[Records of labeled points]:
----
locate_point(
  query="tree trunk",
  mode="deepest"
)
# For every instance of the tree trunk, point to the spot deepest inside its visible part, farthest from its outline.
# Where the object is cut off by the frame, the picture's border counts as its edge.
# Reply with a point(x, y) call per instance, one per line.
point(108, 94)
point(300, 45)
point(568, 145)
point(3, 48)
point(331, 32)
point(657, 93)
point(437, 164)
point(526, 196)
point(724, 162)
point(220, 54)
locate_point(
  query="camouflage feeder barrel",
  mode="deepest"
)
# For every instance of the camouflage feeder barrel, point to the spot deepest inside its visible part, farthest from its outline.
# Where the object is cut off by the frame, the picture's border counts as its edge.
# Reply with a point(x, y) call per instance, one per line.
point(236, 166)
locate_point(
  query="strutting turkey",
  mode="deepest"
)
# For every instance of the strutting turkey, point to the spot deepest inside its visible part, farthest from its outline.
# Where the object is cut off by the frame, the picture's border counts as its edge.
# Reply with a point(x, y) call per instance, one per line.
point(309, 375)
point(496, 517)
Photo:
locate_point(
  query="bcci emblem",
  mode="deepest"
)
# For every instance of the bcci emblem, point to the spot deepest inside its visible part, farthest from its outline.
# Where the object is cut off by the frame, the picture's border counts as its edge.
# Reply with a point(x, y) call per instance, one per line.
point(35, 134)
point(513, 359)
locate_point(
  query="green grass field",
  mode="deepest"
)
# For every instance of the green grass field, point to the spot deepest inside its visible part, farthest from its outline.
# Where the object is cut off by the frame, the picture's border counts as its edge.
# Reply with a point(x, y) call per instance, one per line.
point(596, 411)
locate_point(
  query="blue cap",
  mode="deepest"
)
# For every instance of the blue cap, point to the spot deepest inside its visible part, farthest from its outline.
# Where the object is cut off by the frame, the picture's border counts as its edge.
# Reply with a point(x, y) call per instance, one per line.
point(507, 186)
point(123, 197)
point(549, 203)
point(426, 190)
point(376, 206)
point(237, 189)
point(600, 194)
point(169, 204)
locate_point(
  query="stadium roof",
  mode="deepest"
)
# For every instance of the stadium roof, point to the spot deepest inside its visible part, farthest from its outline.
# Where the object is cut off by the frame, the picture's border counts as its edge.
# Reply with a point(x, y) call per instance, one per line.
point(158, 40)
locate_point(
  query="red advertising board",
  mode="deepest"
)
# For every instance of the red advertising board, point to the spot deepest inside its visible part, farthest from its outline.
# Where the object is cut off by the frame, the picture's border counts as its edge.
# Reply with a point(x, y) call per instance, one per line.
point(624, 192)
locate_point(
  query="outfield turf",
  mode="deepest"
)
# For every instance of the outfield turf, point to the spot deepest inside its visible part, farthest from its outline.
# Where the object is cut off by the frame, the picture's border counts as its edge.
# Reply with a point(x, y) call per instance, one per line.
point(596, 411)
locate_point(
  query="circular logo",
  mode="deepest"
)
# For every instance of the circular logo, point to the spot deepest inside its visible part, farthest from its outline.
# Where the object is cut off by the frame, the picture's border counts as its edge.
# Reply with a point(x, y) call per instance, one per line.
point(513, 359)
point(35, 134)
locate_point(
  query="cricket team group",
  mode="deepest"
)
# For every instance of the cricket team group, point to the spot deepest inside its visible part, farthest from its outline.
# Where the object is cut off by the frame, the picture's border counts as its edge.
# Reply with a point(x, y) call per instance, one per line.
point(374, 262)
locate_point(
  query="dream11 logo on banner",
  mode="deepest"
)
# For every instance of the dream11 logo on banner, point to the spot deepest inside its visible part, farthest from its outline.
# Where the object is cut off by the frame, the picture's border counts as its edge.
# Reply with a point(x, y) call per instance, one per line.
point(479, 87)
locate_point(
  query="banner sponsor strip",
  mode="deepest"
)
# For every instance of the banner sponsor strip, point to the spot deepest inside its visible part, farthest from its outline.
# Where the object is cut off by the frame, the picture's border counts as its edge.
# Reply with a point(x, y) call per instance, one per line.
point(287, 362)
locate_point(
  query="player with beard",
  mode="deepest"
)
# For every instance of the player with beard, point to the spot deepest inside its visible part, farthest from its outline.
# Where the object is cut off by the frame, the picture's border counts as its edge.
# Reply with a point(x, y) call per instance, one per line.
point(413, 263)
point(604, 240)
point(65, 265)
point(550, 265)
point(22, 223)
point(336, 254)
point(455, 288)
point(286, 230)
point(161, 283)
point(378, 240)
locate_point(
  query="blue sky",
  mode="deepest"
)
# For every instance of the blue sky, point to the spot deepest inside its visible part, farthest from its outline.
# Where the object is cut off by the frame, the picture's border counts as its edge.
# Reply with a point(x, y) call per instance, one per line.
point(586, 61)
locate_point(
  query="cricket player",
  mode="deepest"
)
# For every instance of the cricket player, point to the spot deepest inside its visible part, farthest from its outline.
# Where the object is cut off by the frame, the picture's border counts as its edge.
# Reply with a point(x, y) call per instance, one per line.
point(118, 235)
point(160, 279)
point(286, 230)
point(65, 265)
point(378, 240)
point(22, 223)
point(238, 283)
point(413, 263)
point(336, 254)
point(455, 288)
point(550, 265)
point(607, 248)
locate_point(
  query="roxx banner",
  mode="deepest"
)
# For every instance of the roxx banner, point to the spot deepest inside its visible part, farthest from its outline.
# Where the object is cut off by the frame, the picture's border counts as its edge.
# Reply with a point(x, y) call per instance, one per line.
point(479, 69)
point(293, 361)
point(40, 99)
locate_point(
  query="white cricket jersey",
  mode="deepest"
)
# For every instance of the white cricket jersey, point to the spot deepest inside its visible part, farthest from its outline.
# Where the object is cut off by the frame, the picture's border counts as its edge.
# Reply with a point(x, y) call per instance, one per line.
----
[Goal of the exercise]:
Your task is to transcribe the listing above in full, exactly as given.

[Exercise answer]:
locate_point(
  query="tree trunk",
  mode="deepest"
)
# For every instance of the tree trunk, point to the spot deepest inside its visible part, farthest from its outline.
# Where the object is cut off by the frame, the picture's border counts as its edge.
# Reply with a point(x, y) call per instance, one per line.
point(108, 94)
point(300, 45)
point(568, 145)
point(3, 48)
point(331, 32)
point(657, 93)
point(437, 164)
point(526, 196)
point(724, 162)
point(220, 54)
locate_point(
  query="camouflage feeder barrel",
  mode="deepest"
)
# For every instance of the camouflage feeder barrel, point to the spot deepest inside its visible part, farthest from its outline.
# Where the object is cut off by the frame, the picture's border counts as its edge.
# Reply with a point(x, y) call per instance, one per line.
point(236, 166)
locate_point(
  query="strutting turkey",
  mode="deepest"
)
# For every instance of the strutting turkey, point to the spot deepest inside its visible part, farthest from its outline.
# Where the object is cut off by the frame, the picture's border counts as its edge.
# Reply with a point(x, y) call per instance, one per line.
point(309, 375)
point(496, 517)
Photo:
locate_point(
  query="bcci emblem",
  mode="deepest"
)
# For every instance of the bcci emblem, point to the spot deepest inside its visible part, farthest from its outline.
# Where the object is cut off by the frame, the picture's border counts as its edge.
# Reply with a point(x, y) call per instance, one per line.
point(35, 134)
point(513, 359)
locate_point(
  query="green grass field",
  mode="deepest"
)
# For every instance of the green grass field, point to the spot deepest inside its visible part, farthest from its outline.
# Where the object is cut off by the frame, the picture's border counts as its edge.
# Reply with a point(x, y) call per instance, one per line.
point(596, 411)
locate_point(
  query="blue cap",
  mode="deepest"
)
# For every instance of the blue cap, point to the spot deepest inside its visible part, farthest from its outline.
# Where the object is cut off by the frame, the picture's border counts as its edge.
# Reply with a point(x, y) call per instance, one per line.
point(507, 186)
point(123, 197)
point(549, 203)
point(426, 190)
point(376, 206)
point(237, 189)
point(600, 194)
point(169, 204)
locate_point(
  query="stadium roof",
  mode="deepest"
)
# For every instance of the stadium roof, point to the spot deepest inside its visible part, farthest from its outline.
# Where the object is cut off by the frame, the picture's border counts as its edge.
# Reply with a point(x, y) call per instance, one per line.
point(158, 40)
locate_point(
  query="red advertising board",
  mode="deepest"
)
# For every instance of the red advertising board, point to the spot deepest inside its visible part, farthest from its outline.
# Where the object is cut off by the frame, the picture's border counts as its edge.
# Reply with a point(x, y) call per instance, one per line.
point(624, 192)
locate_point(
  query="outfield turf",
  mode="deepest"
)
# For every instance of the outfield turf, point to the spot deepest inside its visible part, farthest from its outline.
# Where the object is cut off by the frame, the picture's border counts as its edge.
# Reply with a point(x, y) call per instance, one per line.
point(596, 411)
locate_point(
  query="circular logo",
  mode="deepest"
)
# For every instance of the circular logo, point to the spot deepest inside its visible part, farthest from its outline.
# Where the object is cut off by the frame, the picture's border counts as its edge.
# Reply with a point(x, y) call per instance, one per line.
point(513, 359)
point(35, 134)
locate_point(
  query="cricket team group",
  mode="deepest"
)
# For every instance of the cricket team group, point to the spot deepest inside its visible part, farthest from its outline.
# Where the object is cut off by the frame, the picture's border counts as its edge.
# Reply with a point(x, y) call per instance, one per line.
point(374, 262)
locate_point(
  query="dream11 logo on banner",
  mode="deepest"
)
# For every instance of the dream11 logo on banner, point to the spot deepest inside its visible part, farthest from its outline.
# Where the object is cut off by the frame, the picture's border counts as its edge.
# Reply with a point(x, y) call per instance, one per line.
point(479, 87)
locate_point(
  query="banner sponsor strip",
  mode="deepest"
)
# For every instance of the banner sponsor strip, point to the spot deepest inside its visible part, farthest from its outline.
# Where the object is cut off by the frame, the picture's border counts as its edge.
# Reply with a point(x, y) call per instance, one per line.
point(287, 362)
locate_point(
  query="player with beard",
  mode="deepest"
)
# For every instance of the player with beard, point to the spot deepest inside its visible part, farthest from its outline.
# Where the object is cut off by the frame, the picture's border counts as its edge.
# Reply with a point(x, y) call per instance, one per line.
point(413, 263)
point(604, 240)
point(65, 265)
point(550, 265)
point(22, 223)
point(336, 254)
point(455, 288)
point(286, 230)
point(161, 283)
point(378, 240)
locate_point(
  query="blue sky",
  mode="deepest"
)
# For every instance of the blue sky, point to the spot deepest inside its visible part, farthest from its outline.
# Where the object is cut off by the frame, the picture's border counts as its edge.
# Reply with a point(x, y) call per instance, one per line.
point(586, 61)
locate_point(
  query="cricket player",
  mode="deepest"
)
# For every instance of the cricket player, point to the spot deepest inside its visible part, farthest from its outline.
# Where the object is cut off by the frame, the picture's border counts as its edge.
# Reply with a point(x, y) call per instance, one per line.
point(118, 235)
point(160, 279)
point(286, 230)
point(65, 265)
point(378, 240)
point(22, 223)
point(238, 283)
point(413, 263)
point(336, 254)
point(455, 288)
point(550, 265)
point(607, 248)
locate_point(
  query="roxx banner",
  mode="deepest"
)
# For every instance of the roxx banner, point to the spot deepest inside its visible part, farthest from its outline.
# Where the object is cut off by the frame, the picture's border counts as its edge.
# Reply with a point(x, y) call per instance, one per line.
point(479, 69)
point(293, 361)
point(40, 99)
locate_point(
  query="white cricket jersey",
  mode="deepest"
)
# For every instance of the white cricket jersey, point to the spot deepest inside its visible part, farthest from its outline.
# Where the object is cut off by the frame, the picture's border counts as its edge.
# Reply with a point(x, y) call per instance, one per line.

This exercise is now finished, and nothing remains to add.